** Opening Passage to read block **

A video from the Extreme Ice Survey in which Dr. Tad Pfeffer and photographer Jim Balog discuss the dynamics of the Columbia glacier's retreat in recent years through this time-lapse movie. Key point: glacier size is being reduced not just by glacial melting but due to a shift in glacial dynamics brought on by climate change.

This NASA video provides a nice overview of Earth's water cycle from the perspective of looking at Earth from space.

This video features Katharine Hayhoe presenting a lively discussion of impacts that the Midwestern US is experiencing due to climate change. It steps through evidence for how climate change is affecting agriculture, tourism, drought and flood, water cycles and freshwater availability, the spread of invasive species and disease, as well as other topics.

In this video, students learn that scientific evidence strongly suggests that different regions on Earth do not respond equally to increased temperatures. Ice-covered regions appear to be particularly sensitive to even small changes in global temperature. This video segment adapted from NASA's Goddard Space Flight Center details how global warming may already be responsible for a significant reduction in glacial ice, which may in turn have significant consequences for the planet.

This set of interactive data visualizations show the weather and climate events that have had the greatest economic impact on the US from 1980 to 2016.

Resource Watch features hundreds of data sets all in one place on the state of the planet's resources and citizens. Users can visualize challenges facing people and the planet, from climate change to poverty, water risk to state instability, air pollution to human migration.

This video montage of spectacular NASA satellite images set to music shows different types of ice and ice features as well as descriptions of satellite-based measurements of ice cover. Text captioning describes how global ice cover is changing, and how this is measured.

This interactive visualization provides a clear, well-documented snapshot of current and projected values of several climate variables for local areas in California. The climate variables include observed and projected temperatures, projected snowpack, areas vulnerable to flooding due to sea level rise, and projected increase in wildfires. The projected values come from expert sources and well-established climate models.

** Closing Passage to read block **

Task requirements: Reproduce word for word the part of the climate resource descriptions from "A video from" up to and including "Earth from space.". The lines that come next are separate material and have no connection to the descriptions of climate resources.

** Opening Excerpted records block **

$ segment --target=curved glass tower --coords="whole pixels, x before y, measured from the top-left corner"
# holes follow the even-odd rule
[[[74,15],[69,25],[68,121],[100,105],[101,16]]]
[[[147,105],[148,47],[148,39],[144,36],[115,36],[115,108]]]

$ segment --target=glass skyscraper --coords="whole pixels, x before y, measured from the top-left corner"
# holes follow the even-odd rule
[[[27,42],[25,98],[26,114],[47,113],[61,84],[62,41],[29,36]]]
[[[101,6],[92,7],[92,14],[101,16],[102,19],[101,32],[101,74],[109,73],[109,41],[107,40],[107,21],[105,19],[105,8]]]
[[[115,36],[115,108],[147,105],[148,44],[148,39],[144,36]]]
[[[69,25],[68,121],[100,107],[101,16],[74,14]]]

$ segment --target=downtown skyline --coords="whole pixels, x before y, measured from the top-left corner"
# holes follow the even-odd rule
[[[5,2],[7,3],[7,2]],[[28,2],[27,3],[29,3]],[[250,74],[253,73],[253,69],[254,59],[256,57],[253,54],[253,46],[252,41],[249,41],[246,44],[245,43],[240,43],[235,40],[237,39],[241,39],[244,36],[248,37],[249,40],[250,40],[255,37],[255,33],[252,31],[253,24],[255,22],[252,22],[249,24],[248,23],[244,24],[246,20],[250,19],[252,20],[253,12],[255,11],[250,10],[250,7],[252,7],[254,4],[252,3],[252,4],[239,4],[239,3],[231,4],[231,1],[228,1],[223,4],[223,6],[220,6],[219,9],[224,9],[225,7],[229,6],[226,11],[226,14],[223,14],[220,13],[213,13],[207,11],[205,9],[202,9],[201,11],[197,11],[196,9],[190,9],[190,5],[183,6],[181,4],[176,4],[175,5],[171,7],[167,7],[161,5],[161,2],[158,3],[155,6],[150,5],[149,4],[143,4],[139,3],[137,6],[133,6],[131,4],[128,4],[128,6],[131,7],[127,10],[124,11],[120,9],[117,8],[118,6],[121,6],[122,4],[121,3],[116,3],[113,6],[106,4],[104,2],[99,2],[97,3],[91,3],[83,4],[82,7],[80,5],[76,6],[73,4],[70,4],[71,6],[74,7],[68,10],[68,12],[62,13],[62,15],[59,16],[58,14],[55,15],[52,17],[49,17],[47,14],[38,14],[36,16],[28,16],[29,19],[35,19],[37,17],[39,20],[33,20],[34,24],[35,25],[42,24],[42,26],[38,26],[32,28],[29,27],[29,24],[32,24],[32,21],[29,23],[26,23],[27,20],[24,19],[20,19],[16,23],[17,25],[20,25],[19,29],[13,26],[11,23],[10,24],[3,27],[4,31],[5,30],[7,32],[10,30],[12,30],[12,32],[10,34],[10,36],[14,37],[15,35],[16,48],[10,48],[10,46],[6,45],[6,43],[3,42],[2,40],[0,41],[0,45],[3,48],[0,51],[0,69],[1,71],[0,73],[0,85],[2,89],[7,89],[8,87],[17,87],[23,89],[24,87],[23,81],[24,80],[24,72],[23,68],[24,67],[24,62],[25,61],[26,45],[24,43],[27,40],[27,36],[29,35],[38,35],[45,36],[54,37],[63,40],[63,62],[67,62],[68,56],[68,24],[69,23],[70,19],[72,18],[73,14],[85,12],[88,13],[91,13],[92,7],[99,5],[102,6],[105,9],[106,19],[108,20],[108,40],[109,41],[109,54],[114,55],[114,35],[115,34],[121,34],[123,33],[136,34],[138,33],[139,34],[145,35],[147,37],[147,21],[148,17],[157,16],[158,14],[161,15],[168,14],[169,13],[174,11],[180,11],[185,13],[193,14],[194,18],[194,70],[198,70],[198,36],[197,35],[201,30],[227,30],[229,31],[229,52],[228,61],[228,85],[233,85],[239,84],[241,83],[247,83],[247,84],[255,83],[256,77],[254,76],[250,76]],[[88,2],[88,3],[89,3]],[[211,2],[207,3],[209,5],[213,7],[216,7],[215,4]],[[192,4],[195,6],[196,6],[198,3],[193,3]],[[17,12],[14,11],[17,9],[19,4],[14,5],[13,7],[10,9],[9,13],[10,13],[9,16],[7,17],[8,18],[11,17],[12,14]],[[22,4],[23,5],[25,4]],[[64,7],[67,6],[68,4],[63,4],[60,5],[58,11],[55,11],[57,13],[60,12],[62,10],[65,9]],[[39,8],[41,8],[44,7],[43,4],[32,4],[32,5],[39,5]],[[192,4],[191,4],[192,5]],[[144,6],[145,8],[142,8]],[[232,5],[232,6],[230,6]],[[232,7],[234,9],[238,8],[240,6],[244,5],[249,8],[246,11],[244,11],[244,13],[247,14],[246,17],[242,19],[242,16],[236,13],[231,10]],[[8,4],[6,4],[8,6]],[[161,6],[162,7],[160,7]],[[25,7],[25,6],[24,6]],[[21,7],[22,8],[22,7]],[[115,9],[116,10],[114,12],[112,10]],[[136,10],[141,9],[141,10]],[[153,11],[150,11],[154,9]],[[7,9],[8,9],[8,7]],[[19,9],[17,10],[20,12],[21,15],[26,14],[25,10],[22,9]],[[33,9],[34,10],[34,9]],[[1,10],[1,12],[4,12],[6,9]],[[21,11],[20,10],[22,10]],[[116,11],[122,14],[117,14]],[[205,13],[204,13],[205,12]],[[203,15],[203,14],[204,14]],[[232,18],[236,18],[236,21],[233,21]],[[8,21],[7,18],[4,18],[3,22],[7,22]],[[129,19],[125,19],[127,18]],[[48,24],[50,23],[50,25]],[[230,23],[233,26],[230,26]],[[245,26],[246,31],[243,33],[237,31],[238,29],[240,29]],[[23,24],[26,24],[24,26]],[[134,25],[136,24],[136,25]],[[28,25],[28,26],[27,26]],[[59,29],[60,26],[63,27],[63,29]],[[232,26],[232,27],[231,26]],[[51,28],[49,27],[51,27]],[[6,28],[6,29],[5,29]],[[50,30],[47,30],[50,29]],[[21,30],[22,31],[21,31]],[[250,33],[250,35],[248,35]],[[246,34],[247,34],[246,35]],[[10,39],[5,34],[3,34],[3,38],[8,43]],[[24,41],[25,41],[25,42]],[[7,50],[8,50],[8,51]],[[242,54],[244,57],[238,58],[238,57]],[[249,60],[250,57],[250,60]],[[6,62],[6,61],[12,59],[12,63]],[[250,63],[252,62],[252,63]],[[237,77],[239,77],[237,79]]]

** Closing Excerpted records block **

Response for this exercise:
A video from the Extreme Ice Survey in which Dr. Tad Pfeffer and photographer Jim Balog discuss the dynamics of the Columbia glacier's retreat in recent years through this time-lapse movie. Key point: glacier size is being reduced not just by glacial melting but due to a shift in glacial dynamics brought on by climate change.

This NASA video provides a nice overview of Earth's water cycle from the perspective of looking at Earth from space.